## SUPPLIED RECORDS
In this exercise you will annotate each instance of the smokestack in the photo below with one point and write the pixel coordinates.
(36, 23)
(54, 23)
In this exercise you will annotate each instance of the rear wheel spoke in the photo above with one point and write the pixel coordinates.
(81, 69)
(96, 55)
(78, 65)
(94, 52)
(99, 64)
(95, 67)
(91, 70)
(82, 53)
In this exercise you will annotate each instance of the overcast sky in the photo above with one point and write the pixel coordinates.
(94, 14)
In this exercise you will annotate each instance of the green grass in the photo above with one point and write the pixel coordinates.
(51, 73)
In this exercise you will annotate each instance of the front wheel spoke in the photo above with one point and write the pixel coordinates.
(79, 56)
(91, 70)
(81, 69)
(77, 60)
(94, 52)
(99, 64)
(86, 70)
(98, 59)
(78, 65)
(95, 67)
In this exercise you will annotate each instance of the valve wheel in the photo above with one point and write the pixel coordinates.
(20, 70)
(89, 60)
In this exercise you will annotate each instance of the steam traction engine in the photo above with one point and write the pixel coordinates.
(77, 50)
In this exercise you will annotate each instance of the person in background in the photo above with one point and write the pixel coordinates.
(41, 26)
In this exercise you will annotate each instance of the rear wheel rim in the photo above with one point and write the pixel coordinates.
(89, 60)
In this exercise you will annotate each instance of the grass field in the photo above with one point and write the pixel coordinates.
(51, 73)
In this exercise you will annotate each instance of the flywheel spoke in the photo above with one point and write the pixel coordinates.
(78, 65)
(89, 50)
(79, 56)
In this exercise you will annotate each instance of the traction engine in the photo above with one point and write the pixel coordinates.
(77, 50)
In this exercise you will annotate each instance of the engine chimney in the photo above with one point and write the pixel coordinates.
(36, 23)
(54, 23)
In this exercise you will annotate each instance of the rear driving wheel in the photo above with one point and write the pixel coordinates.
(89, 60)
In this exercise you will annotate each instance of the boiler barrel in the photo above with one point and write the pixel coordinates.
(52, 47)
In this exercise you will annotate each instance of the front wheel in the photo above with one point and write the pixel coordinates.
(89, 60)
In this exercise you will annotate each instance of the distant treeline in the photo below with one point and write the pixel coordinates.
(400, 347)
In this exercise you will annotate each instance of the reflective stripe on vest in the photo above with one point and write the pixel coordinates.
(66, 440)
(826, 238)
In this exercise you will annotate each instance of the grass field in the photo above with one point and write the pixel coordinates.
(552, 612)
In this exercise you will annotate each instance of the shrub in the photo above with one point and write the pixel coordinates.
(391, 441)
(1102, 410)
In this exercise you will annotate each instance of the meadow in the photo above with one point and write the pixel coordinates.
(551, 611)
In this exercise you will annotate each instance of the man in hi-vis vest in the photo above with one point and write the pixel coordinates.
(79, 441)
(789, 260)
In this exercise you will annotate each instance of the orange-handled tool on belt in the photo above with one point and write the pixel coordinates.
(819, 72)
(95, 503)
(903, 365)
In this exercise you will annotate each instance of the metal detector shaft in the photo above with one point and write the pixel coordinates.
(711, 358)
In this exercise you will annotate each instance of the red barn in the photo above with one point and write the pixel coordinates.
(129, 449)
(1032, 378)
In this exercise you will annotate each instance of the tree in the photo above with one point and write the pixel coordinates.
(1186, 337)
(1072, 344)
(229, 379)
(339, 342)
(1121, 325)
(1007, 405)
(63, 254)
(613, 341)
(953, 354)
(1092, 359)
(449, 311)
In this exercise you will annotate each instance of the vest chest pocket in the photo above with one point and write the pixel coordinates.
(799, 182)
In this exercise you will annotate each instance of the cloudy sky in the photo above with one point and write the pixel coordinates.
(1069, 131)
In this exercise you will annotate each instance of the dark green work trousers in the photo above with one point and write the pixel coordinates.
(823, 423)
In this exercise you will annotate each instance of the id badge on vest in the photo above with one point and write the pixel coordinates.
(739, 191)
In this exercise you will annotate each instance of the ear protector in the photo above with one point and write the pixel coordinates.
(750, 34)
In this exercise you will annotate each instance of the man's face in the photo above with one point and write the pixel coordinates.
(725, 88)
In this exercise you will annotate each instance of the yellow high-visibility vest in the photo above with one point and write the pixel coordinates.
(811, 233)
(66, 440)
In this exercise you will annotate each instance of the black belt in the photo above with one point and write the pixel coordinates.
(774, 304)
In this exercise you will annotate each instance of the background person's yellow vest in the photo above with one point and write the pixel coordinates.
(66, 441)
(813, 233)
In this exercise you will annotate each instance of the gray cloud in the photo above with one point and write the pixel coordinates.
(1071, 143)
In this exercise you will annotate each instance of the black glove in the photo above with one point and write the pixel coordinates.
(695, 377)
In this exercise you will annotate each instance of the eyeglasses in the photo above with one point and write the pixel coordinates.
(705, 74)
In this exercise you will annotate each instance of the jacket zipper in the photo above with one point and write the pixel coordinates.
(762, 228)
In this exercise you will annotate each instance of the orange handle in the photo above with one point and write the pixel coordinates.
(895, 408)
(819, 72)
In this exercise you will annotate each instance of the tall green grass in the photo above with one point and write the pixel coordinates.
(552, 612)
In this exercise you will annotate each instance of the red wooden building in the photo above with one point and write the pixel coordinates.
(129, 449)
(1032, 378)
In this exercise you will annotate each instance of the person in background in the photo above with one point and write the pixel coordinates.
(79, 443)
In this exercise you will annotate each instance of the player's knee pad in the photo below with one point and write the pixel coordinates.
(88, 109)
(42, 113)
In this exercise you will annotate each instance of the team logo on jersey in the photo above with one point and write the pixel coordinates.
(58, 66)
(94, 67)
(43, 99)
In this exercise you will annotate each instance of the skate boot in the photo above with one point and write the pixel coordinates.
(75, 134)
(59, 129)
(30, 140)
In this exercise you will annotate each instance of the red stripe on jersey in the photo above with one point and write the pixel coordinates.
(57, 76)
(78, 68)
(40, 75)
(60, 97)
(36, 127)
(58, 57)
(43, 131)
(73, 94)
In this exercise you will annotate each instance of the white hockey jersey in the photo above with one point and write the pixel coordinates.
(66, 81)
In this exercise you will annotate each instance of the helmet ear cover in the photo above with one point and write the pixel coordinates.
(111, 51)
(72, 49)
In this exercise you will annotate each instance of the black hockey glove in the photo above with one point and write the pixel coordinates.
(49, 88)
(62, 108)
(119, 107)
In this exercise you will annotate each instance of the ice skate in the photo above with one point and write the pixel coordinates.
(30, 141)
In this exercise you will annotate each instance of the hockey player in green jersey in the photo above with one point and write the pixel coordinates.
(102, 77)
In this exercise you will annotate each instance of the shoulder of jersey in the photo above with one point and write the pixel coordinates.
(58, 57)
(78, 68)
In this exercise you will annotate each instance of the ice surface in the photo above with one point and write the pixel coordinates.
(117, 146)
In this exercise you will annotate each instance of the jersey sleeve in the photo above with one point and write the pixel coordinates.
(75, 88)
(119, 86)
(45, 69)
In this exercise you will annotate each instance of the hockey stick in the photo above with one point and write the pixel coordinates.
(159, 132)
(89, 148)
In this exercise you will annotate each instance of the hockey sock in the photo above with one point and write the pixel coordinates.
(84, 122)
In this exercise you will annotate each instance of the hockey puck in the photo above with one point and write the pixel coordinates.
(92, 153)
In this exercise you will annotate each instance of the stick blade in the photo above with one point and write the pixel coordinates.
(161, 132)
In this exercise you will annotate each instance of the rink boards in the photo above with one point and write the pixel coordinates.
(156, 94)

## OBJECTIVE
Quote the part of the records above that opens with the line containing "the hockey stick" and runs through the final line of the records, reproducing each line word for word.

## RESPONSE TO THIS EXERCISE
In this exercise you will annotate each instance of the hockey stick in the photo above with one point and write the pixel coordinates.
(159, 132)
(89, 148)
In this exercise you will annotate each instance of the hockey sock in the photo above with one point and write the pixel coordinates.
(84, 122)
In this exercise you will annotate each instance of the hockey puck in the photo above with one point and write the pixel coordinates.
(92, 153)
In this exercise you will annotate each instance of the stick blade in the photo above with one point and write the pixel coordinates.
(161, 132)
In this exercise you will annotate each instance of the rink boards in the photo above with one point and write the pixel coordinates.
(156, 94)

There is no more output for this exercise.